# [PROMPT]
Quote, exactly, the line holding "of the leafy" and all lines after it to the end of the records below. Exclude pictures.

### MATERIAL FOR THIS EXERCISE ###

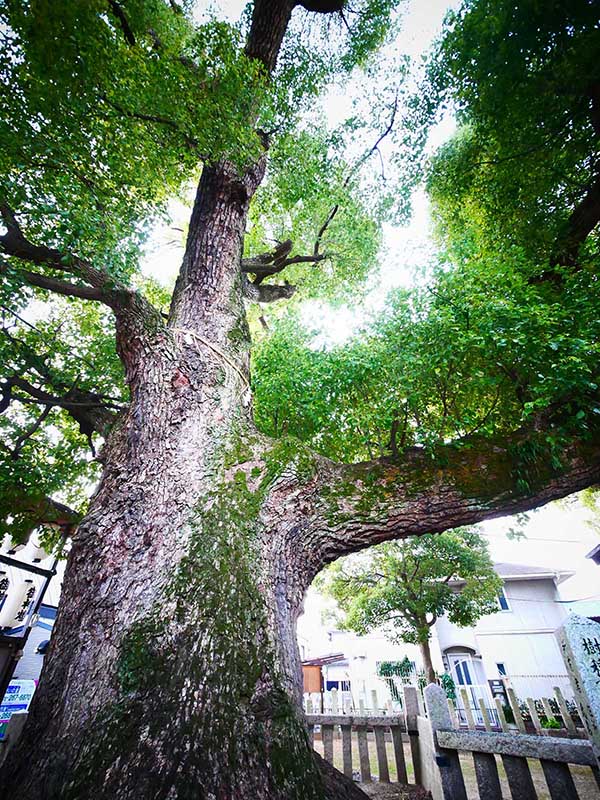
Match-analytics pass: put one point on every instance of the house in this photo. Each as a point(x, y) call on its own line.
point(30, 582)
point(516, 644)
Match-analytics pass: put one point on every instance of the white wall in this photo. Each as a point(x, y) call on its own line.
point(521, 638)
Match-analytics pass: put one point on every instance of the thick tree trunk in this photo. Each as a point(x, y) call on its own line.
point(173, 670)
point(427, 663)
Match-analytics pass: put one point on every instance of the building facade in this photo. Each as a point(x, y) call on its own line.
point(516, 644)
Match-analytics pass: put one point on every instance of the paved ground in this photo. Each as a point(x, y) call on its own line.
point(582, 776)
point(393, 791)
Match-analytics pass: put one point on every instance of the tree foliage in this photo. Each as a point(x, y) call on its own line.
point(109, 110)
point(404, 587)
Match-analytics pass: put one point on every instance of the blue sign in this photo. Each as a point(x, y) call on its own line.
point(17, 698)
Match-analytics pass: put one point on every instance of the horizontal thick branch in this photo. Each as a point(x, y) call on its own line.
point(137, 320)
point(91, 411)
point(43, 511)
point(359, 505)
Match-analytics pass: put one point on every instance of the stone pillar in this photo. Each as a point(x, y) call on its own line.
point(579, 641)
point(447, 761)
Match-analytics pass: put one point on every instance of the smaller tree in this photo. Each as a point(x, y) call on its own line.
point(406, 586)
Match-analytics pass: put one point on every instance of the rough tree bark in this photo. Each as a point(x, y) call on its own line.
point(173, 670)
point(427, 663)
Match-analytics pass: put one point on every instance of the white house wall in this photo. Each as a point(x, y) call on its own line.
point(521, 638)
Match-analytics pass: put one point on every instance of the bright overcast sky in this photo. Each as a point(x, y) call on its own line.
point(557, 535)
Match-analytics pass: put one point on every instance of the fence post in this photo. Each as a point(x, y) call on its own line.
point(438, 713)
point(374, 701)
point(564, 711)
point(411, 712)
point(579, 641)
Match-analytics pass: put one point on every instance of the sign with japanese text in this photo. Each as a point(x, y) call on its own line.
point(17, 698)
point(579, 640)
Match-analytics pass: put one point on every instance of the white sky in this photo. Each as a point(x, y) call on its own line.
point(557, 535)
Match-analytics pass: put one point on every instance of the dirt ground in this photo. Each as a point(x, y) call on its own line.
point(582, 776)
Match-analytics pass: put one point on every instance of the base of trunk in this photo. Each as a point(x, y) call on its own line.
point(337, 785)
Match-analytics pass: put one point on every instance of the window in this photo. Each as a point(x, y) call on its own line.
point(502, 600)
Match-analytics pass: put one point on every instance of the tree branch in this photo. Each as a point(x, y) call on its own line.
point(54, 285)
point(275, 261)
point(28, 433)
point(91, 411)
point(123, 22)
point(359, 505)
point(42, 510)
point(137, 319)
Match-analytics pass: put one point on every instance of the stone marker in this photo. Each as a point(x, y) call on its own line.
point(579, 641)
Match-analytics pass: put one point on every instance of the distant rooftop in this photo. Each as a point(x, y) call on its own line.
point(522, 572)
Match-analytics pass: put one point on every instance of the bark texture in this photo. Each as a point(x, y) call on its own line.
point(173, 670)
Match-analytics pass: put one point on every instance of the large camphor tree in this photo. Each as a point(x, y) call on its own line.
point(173, 670)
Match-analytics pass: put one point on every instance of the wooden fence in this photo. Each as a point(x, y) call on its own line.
point(441, 741)
point(356, 732)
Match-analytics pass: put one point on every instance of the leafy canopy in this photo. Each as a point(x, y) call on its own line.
point(406, 586)
point(109, 110)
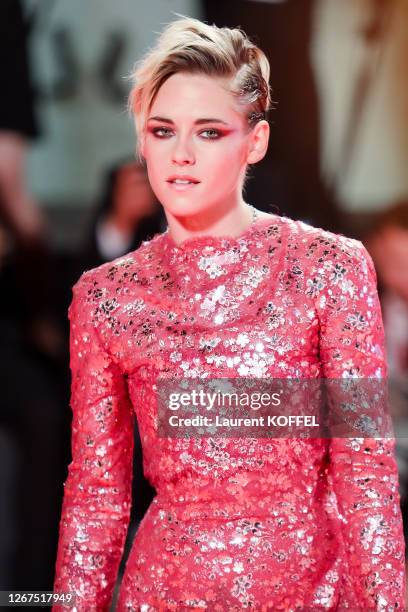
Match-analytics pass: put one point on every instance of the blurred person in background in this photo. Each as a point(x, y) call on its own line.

###

# [EXPECTED ANSWER]
Match-analytics pass: put one point on every instance of the leafy canopy in this photo. Each as a point(x, y) call on its own line.
point(406, 586)
point(109, 110)
Match-analytics pass: put one point on every instance of the blurred person in background in this photo. Each as a point(x, y) call on its own line.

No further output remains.